# [Page excerpt]
** start **

The National Inventory of Cultural References (INRC): “Lida campeira” (field dealing or field work) in Bagé region/RS (n° 7.03.00.013) is constituted from the demand of Bagé town hall, funding and transfer of methodology of the Institute of the Historical and Artistic National Heritage (IPHAN) and the achievement, through the Bachelor of Anthropology, from the Federal University of Pelotas (UFPel).
INRC aimed to identify, document and build knowledge about “lida campeira” for registration purposes as Brazilian immaterial cultural heritage. The fieldwork was made from 2010 to 2012. The submission of the final reports, five movies and interactive CD-ROM was accomplished in 2013.
Since then, the group has been accessing the “pampa” (lowland) cultural area (LEAL, 1997), through ethnographic work and monitoring the activities conducted by the keepers of the trades, called “campeiros”, who experience or experienced the “lida campeira”. They are land owners of large extensions, average or family properties and/or farm workers (rural workers) that perform or performed dressage, grazing, shearing, leather craftwork, driving the cattle troops, handicraft, home dealing among others.
“Lida campeira” embraces a series of activities related to the cattle handling and to the daily routines of the properties, configuring itself as a way of life. It is important to pay close attention to the notion of way of life to highlight how the dealing with sheep, bovine and equine cattle is articulated with cosmological knowledge about the relations between humans, other animals and the environment; a work that follows the cycle of cattle breeding, sun schedules, seasons, rain and drought periods with the technologies developed in the scientific field and the rationalization of the work itself.

** end **

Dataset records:
** start **

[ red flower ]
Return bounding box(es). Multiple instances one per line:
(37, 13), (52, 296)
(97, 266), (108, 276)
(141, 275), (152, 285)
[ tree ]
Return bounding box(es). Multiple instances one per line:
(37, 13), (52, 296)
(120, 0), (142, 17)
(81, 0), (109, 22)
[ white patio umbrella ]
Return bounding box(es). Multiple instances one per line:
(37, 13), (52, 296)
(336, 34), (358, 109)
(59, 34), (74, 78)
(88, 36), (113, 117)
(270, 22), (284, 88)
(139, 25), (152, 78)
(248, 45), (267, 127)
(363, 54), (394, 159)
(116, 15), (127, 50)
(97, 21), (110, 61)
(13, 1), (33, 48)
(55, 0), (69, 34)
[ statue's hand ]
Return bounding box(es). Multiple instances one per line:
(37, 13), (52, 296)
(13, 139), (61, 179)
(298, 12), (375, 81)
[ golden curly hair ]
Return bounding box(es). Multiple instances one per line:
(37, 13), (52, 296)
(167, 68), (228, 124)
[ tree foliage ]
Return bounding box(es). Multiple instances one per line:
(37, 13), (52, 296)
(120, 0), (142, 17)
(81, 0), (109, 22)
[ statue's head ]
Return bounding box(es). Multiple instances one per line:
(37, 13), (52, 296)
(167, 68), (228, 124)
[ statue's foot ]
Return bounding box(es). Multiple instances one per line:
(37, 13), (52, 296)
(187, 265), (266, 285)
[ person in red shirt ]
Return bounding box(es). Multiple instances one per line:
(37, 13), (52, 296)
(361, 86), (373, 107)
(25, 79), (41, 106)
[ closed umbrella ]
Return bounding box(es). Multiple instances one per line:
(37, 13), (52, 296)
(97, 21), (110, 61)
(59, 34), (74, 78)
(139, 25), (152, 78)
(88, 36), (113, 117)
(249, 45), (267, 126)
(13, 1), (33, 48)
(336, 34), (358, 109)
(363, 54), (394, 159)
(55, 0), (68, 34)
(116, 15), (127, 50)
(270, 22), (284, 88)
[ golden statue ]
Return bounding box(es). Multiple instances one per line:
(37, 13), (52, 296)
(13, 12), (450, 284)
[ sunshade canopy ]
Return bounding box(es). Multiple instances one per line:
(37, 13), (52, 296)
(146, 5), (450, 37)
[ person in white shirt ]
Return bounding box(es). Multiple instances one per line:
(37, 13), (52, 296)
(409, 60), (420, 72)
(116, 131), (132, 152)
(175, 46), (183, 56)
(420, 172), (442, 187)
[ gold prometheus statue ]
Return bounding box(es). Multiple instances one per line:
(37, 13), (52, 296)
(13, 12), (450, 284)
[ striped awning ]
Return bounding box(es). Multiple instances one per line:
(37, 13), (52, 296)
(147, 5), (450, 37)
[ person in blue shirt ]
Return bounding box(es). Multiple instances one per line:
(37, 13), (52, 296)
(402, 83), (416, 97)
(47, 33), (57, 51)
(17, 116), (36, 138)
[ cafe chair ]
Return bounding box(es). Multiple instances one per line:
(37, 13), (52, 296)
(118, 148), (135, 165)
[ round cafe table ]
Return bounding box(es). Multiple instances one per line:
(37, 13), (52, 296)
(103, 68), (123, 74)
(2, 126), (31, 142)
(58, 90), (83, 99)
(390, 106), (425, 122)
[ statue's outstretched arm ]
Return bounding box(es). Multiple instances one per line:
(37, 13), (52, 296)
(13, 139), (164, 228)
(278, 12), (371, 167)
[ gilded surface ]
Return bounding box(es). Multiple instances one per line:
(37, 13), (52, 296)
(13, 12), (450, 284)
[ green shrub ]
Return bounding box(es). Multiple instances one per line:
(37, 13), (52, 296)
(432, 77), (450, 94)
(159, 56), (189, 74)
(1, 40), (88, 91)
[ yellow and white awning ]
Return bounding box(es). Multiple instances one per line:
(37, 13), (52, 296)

** end **

Give the text on lida campeira again from "The National Inventory" to "of Pelotas (UFPel).", switching "town hall" to "city hall".

The National Inventory of Cultural References (INRC): “Lida campeira” (field dealing or field work) in Bagé region/RS (n° 7.03.00.013) is constituted from the demand of Bagé city hall, funding and transfer of methodology of the Institute of the Historical and Artistic National Heritage (IPHAN) and the achievement, through the Bachelor of Anthropology, from the Federal University of Pelotas (UFPel).